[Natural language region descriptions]
**********

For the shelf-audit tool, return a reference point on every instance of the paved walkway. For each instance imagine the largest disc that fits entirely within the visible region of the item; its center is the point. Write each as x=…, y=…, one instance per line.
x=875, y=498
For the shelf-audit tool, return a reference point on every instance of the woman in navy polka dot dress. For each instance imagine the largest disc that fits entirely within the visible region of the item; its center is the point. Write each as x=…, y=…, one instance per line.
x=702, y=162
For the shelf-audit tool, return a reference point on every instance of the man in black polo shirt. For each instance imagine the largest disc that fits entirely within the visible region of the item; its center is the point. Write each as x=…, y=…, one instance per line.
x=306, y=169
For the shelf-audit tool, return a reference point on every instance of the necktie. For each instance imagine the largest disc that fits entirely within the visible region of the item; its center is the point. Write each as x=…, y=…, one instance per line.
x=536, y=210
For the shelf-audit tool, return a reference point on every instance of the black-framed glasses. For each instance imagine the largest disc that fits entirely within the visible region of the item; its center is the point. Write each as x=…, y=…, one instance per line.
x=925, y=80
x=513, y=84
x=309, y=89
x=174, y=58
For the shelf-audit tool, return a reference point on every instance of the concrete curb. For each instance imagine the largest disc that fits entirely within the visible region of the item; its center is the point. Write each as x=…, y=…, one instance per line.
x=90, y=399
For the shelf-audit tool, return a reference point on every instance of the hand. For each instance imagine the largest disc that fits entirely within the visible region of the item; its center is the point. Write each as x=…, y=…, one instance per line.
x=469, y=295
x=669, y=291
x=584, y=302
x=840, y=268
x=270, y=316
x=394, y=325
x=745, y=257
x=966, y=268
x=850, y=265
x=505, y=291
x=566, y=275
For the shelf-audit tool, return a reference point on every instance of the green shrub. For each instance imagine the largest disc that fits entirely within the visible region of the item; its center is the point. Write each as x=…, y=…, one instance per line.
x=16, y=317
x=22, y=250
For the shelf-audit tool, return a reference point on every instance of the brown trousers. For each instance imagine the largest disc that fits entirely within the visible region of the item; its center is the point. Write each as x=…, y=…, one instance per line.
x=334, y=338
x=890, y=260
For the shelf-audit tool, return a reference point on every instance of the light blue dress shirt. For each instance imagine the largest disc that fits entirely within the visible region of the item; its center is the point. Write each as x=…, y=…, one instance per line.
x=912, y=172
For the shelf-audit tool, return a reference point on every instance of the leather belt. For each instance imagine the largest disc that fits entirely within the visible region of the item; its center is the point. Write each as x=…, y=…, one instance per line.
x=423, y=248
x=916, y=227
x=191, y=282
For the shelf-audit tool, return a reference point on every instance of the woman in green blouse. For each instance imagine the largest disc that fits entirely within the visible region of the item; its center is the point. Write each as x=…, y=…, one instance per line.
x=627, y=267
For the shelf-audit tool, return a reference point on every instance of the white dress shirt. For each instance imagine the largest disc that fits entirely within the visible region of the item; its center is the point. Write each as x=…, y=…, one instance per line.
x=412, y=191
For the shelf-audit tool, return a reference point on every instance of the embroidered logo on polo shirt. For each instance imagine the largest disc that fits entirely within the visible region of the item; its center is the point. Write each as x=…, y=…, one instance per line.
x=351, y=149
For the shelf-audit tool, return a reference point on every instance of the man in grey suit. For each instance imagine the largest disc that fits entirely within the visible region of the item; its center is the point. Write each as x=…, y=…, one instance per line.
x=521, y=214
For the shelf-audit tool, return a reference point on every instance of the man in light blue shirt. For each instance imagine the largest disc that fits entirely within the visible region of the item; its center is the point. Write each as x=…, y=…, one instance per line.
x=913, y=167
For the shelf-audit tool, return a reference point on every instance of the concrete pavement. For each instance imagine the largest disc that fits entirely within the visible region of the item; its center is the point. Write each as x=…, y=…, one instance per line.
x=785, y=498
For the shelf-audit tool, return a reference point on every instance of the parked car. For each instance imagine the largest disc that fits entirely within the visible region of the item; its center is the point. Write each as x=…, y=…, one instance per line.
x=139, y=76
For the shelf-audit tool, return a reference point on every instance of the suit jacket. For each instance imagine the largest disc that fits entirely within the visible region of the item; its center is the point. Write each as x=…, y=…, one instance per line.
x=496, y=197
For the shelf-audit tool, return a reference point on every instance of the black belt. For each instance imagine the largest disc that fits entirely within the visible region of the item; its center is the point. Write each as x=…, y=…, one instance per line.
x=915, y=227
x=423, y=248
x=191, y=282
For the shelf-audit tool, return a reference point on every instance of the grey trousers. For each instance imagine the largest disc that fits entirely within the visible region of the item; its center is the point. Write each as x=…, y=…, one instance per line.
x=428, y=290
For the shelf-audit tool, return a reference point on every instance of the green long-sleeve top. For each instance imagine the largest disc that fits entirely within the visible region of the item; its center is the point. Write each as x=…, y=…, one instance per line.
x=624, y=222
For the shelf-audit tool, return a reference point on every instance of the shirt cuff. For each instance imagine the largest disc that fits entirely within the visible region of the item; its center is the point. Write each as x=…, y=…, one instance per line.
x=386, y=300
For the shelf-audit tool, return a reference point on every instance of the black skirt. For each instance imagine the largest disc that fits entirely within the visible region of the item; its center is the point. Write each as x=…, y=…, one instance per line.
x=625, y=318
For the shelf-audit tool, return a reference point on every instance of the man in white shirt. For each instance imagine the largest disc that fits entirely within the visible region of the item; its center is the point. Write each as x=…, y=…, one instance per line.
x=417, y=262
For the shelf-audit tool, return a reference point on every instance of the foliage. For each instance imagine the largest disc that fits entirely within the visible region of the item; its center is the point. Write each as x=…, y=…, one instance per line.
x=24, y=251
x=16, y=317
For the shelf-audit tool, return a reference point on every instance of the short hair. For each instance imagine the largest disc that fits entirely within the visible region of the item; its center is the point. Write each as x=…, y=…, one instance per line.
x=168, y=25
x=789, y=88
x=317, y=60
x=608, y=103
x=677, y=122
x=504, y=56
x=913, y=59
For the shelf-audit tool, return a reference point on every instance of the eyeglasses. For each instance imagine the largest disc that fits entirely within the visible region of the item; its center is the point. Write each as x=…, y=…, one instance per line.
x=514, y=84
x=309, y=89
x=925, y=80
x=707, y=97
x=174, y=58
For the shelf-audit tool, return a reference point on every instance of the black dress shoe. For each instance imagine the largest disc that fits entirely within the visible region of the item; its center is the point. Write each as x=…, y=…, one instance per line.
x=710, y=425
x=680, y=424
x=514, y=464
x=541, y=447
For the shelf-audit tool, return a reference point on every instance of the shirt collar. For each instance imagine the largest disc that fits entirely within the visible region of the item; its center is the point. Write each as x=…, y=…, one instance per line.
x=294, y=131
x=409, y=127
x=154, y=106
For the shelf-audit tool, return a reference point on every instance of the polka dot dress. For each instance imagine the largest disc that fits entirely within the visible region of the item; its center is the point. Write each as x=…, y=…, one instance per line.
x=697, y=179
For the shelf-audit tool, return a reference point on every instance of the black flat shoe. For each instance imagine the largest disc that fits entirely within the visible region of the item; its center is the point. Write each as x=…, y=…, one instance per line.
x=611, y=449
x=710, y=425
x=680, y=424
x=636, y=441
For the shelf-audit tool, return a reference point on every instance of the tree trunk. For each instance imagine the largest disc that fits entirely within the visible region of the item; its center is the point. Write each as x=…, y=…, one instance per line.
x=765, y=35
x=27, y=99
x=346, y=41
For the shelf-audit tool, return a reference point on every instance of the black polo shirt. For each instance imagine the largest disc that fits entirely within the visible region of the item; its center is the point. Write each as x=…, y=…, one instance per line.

**********

■ EXERCISE INSTRUCTIONS ■
Copy out all of the records above with nothing altered.

■ WRITTEN REPLY ■
For the shelf-audit tool, return a reference point on every instance of the paved walkway. For each instance imagine the largest disc that fits entirely within the visible region of the item; its center is the point. Write each as x=…, y=…, one instance per line.
x=875, y=498
For the shelf-audit tool, return a reference point on every instance of the woman in navy polka dot dress. For each instance imagine the largest disc that fits entirely within the visible region of the item; its center is the point. Write each as x=…, y=…, one instance per line.
x=702, y=162
For the shelf-audit tool, return a reference point on every instance of the man in black polo shirt. For each instance imagine the largest disc that fits entirely within the visible region of the item; its center is the point. Write each as x=…, y=…, one instance per line.
x=306, y=169
For the shelf-audit tool, return a reference point on every instance of the necktie. For each instance imagine the largest disc that fits entirely within the visible region of the item; its center is the point. Write each as x=…, y=…, one instance per line.
x=536, y=210
For the shelf-audit tool, return a reference point on every instance of the black-framed glasses. For each instance imagine the largest disc that fits entirely within the visible region of the item; its center is the point. Write each as x=…, y=…, one instance per line.
x=925, y=80
x=513, y=84
x=309, y=89
x=174, y=58
For the shelf-audit tool, return a reference point on every instance of the concrete curb. For each instance imagine the largest disc that fits entirely within the visible region of the item; its center is the point. Write each as x=…, y=…, one instance per line.
x=90, y=399
For the shelf-audit tool, return a reference point on every instance of the hand. For each instance imagine the largest disc that fits entirely within the visible region of the item; its center is the point. Write each as x=…, y=…, one instance per line.
x=469, y=295
x=669, y=291
x=584, y=302
x=840, y=268
x=270, y=316
x=394, y=325
x=745, y=257
x=966, y=268
x=850, y=265
x=505, y=291
x=566, y=275
For the shelf-audit tool, return a reference point on every instance of the green shrub. For each instance imagine the largest disc that fits entirely within the visible region of the item; its center is the point. Write each as x=…, y=…, one instance per line.
x=16, y=317
x=22, y=250
For the shelf-audit tool, return a reference point on every instance of the brown trousers. For each instance imagine the largest disc that fits entirely within the visible region of the item; its center is the point. Write each as x=…, y=…, one instance per line.
x=334, y=338
x=890, y=260
For the shelf-audit tool, return a reference point on every instance of the light blue dress shirt. For each instance imagine the largest disc that fits entirely within the visible region of the item; its center is the point. Write each as x=…, y=…, one instance per line.
x=912, y=172
For the shelf-audit tool, return a reference point on every instance of the leather belt. For each instance imagine the largest disc that fits entirely within the visible region of the item; its center is the point. Write each as x=…, y=…, one instance per line.
x=423, y=248
x=916, y=227
x=191, y=282
For the shelf-audit tool, return a reference point on every instance of the woman in green blouse. For each instance imagine the largest disc that fits entirely within the visible region of the item; its center is the point. Write each as x=…, y=…, one instance per line.
x=627, y=267
For the shelf-audit tool, return a reference point on every instance of the white dress shirt. For each instance imagine the largest disc that fits entirely within the visible region of the item; its center is the point. Write each as x=…, y=…, one instance per line.
x=412, y=191
For the shelf-audit tool, return a reference point on every instance of the embroidered logo on polo shirt. For each instance imagine the largest disc that fits entirely within the visible region of the item; its center is the point. Write each as x=…, y=…, one instance per line.
x=351, y=149
For the shelf-audit tool, return a reference point on every instance of the man in grey suit. For each instance imagine the largest disc that fits entirely within the visible region of the item; its center is the point. Write each as x=…, y=…, one instance per line.
x=521, y=214
For the shelf-audit tool, return a reference point on every instance of the man in light blue shirt. For each instance imagine the largest disc that fits entirely within the visible region of the item; its center is the point. Write each as x=…, y=…, one instance per line.
x=913, y=167
For the shelf-audit tool, return a reference point on every instance of the concrete pavement. For each instance imagine the largest disc that fits entirely within the visible region of the item; its center is the point. Write each as x=…, y=…, one instance per line.
x=785, y=498
For the shelf-audit tool, return a reference point on every instance of the parked car. For each instance imagine the largest disc that fits entirely within the visible region of the item; its center is the point. Write each as x=…, y=…, one instance per line.
x=139, y=76
For the shelf-audit tool, return a reference point on every instance of the suit jacket. For each instance imagine the largest disc that fits entirely within the visible region of the item; its center is the point. Write each as x=…, y=…, one instance per line.
x=496, y=197
For the shelf-audit tool, return a reference point on every instance of the black belt. For each instance imagine the largest disc that fits entirely within the visible region of the item; its center is the point. Write each as x=…, y=…, one instance per line.
x=915, y=227
x=423, y=248
x=191, y=282
For the shelf-audit tool, return a reference point on every instance of the grey trousers. For each instance imagine the largest disc that fits entirely within the visible region of the item; its center is the point. Write each as x=…, y=…, one instance per line.
x=428, y=290
For the shelf-audit tool, return a reference point on every instance of the green long-sleeve top. For each instance imagine the largest disc that fits entirely within the visible region of the item; its center is the point. Write each as x=…, y=…, one instance per line.
x=624, y=222
For the shelf-audit tool, return a reference point on every instance of the shirt cuff. For each instance imagine the largest disc that fits entirely within the visible region of the item; its center is the point. Write each as x=…, y=…, one instance per line.
x=386, y=300
For the shelf-audit tool, return a reference point on every instance of the black skirt. For each instance imagine the largest disc that fits entirely within the visible region of the item; its center is the point. Write each as x=…, y=…, one instance per line.
x=625, y=318
For the shelf-audit tool, return a reference point on every instance of the man in white shirt. For each instance imagine the largest disc that fits entirely within the visible region of the item; its center is the point. Write each as x=…, y=…, one instance per line.
x=417, y=262
For the shelf-audit tool, return a reference point on every instance of the foliage. For each instance imagine the largest disc that fits entirely within the visible region of the item; its center is the point. Write each as x=…, y=…, one instance per line.
x=24, y=251
x=16, y=317
For the shelf-audit tool, return a reference point on every instance of the short hair. For each instance imagine the largest disc that fits entirely within the visible region of the item; its center is the point. Write each as x=…, y=…, one instance per line.
x=168, y=25
x=789, y=88
x=317, y=60
x=608, y=103
x=677, y=122
x=504, y=56
x=913, y=59
For the shelf-audit tool, return a reference point on every instance of the eyeglasses. For each instance imagine the largest disc that fits entirely within the visible region of the item; its center is the point. Write each as x=…, y=…, one instance per line.
x=514, y=84
x=309, y=89
x=925, y=80
x=707, y=97
x=174, y=58
For the shelf-audit tool, return a reference point on every instance of the black dress shoe. For each instance imagine the largest disc that fits entirely within the visible region of the item; its center is the point. Write each as x=…, y=…, one instance per line.
x=710, y=425
x=680, y=424
x=514, y=464
x=541, y=447
For the shelf-audit tool, return a reference point on every instance of the shirt collar. For each instance imagine the largest disc that fits entirely within the visible region of the item; its center is the point. Write each as x=…, y=…, one instance per line.
x=294, y=131
x=409, y=127
x=154, y=106
For the shelf-audit tool, return a reference point on every instance of the polka dot dress. For each instance imagine the largest disc that fits entirely within the visible region of the item; its center is the point. Write each as x=…, y=…, one instance per line.
x=697, y=179
For the shelf-audit tool, return a reference point on every instance of the black flat shoe. For each instance imagine the largest disc that fits entirely within the visible region of the item; its center is the point. Write each as x=…, y=…, one instance per line.
x=611, y=449
x=710, y=425
x=680, y=424
x=636, y=441
For the shelf-audit tool, return a reference point on every instance of the tree trunk. For each instance imagine the largest disc that fits entirely within the visible region of the item; its center is the point. Write each as x=…, y=…, one instance per line.
x=765, y=35
x=27, y=99
x=346, y=41
For the shelf-audit tool, return a reference point on every instance of the black polo shirt. For each instance imagine the largest disc that fits entirely within the visible region of the item; its center is the point. Write each as x=…, y=…, one instance per line.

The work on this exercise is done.